Return every line from the rows below in which the string "water" appears, copying each line unchanged.

── Record set ──

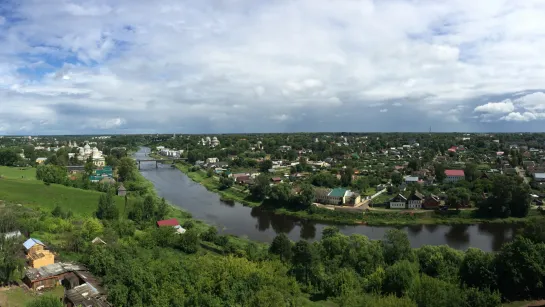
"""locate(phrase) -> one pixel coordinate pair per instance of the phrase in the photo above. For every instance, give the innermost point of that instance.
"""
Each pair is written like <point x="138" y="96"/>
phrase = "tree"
<point x="397" y="179"/>
<point x="396" y="246"/>
<point x="189" y="241"/>
<point x="521" y="269"/>
<point x="329" y="232"/>
<point x="162" y="210"/>
<point x="261" y="187"/>
<point x="281" y="194"/>
<point x="89" y="168"/>
<point x="281" y="246"/>
<point x="478" y="270"/>
<point x="471" y="172"/>
<point x="265" y="165"/>
<point x="126" y="169"/>
<point x="107" y="209"/>
<point x="226" y="183"/>
<point x="457" y="197"/>
<point x="361" y="184"/>
<point x="535" y="231"/>
<point x="400" y="277"/>
<point x="306" y="196"/>
<point x="346" y="176"/>
<point x="510" y="197"/>
<point x="149" y="208"/>
<point x="45" y="301"/>
<point x="439" y="170"/>
<point x="51" y="173"/>
<point x="415" y="164"/>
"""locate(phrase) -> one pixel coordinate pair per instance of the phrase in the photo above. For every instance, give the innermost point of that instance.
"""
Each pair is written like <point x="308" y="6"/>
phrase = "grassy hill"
<point x="36" y="194"/>
<point x="26" y="173"/>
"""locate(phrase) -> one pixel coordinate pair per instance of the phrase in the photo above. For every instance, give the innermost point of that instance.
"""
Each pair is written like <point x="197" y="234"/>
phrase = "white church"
<point x="85" y="152"/>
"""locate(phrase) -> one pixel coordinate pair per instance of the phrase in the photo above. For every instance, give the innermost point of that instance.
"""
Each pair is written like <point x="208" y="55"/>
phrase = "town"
<point x="359" y="172"/>
<point x="91" y="208"/>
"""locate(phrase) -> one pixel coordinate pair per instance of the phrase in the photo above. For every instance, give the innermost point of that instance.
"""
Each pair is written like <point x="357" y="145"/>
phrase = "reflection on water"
<point x="257" y="224"/>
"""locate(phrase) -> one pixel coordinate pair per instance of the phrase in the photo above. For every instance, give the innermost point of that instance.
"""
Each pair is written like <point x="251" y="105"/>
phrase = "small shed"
<point x="121" y="191"/>
<point x="170" y="222"/>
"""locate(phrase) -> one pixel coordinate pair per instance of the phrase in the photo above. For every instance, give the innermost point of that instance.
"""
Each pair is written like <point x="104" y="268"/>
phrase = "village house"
<point x="121" y="191"/>
<point x="171" y="223"/>
<point x="49" y="276"/>
<point x="411" y="179"/>
<point x="36" y="254"/>
<point x="415" y="200"/>
<point x="454" y="175"/>
<point x="398" y="202"/>
<point x="431" y="202"/>
<point x="212" y="160"/>
<point x="337" y="196"/>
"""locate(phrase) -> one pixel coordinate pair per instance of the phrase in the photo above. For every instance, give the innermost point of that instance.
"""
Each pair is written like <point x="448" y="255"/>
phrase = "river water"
<point x="258" y="225"/>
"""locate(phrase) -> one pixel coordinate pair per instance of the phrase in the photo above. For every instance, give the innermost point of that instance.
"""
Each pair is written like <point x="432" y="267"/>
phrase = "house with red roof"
<point x="171" y="223"/>
<point x="454" y="175"/>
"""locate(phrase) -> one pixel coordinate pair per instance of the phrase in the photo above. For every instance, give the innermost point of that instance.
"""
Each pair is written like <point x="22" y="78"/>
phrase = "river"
<point x="259" y="225"/>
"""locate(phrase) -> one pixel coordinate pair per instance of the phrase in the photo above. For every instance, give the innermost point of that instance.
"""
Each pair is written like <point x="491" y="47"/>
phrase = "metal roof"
<point x="31" y="242"/>
<point x="52" y="270"/>
<point x="539" y="175"/>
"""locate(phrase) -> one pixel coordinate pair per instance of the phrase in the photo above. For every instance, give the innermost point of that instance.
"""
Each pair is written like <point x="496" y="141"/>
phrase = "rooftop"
<point x="454" y="172"/>
<point x="31" y="242"/>
<point x="338" y="192"/>
<point x="52" y="270"/>
<point x="169" y="222"/>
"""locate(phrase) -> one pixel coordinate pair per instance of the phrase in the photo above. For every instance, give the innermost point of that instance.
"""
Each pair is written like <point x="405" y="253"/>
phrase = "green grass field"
<point x="17" y="297"/>
<point x="36" y="194"/>
<point x="27" y="173"/>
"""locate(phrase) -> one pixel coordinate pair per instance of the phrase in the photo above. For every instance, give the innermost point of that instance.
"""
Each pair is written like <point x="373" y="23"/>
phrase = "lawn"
<point x="27" y="173"/>
<point x="36" y="194"/>
<point x="17" y="297"/>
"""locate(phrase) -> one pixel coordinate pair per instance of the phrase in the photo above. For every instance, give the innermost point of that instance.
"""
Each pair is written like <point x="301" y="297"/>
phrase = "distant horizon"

───

Result of this task:
phrase = "reflection on water"
phrase = "river water"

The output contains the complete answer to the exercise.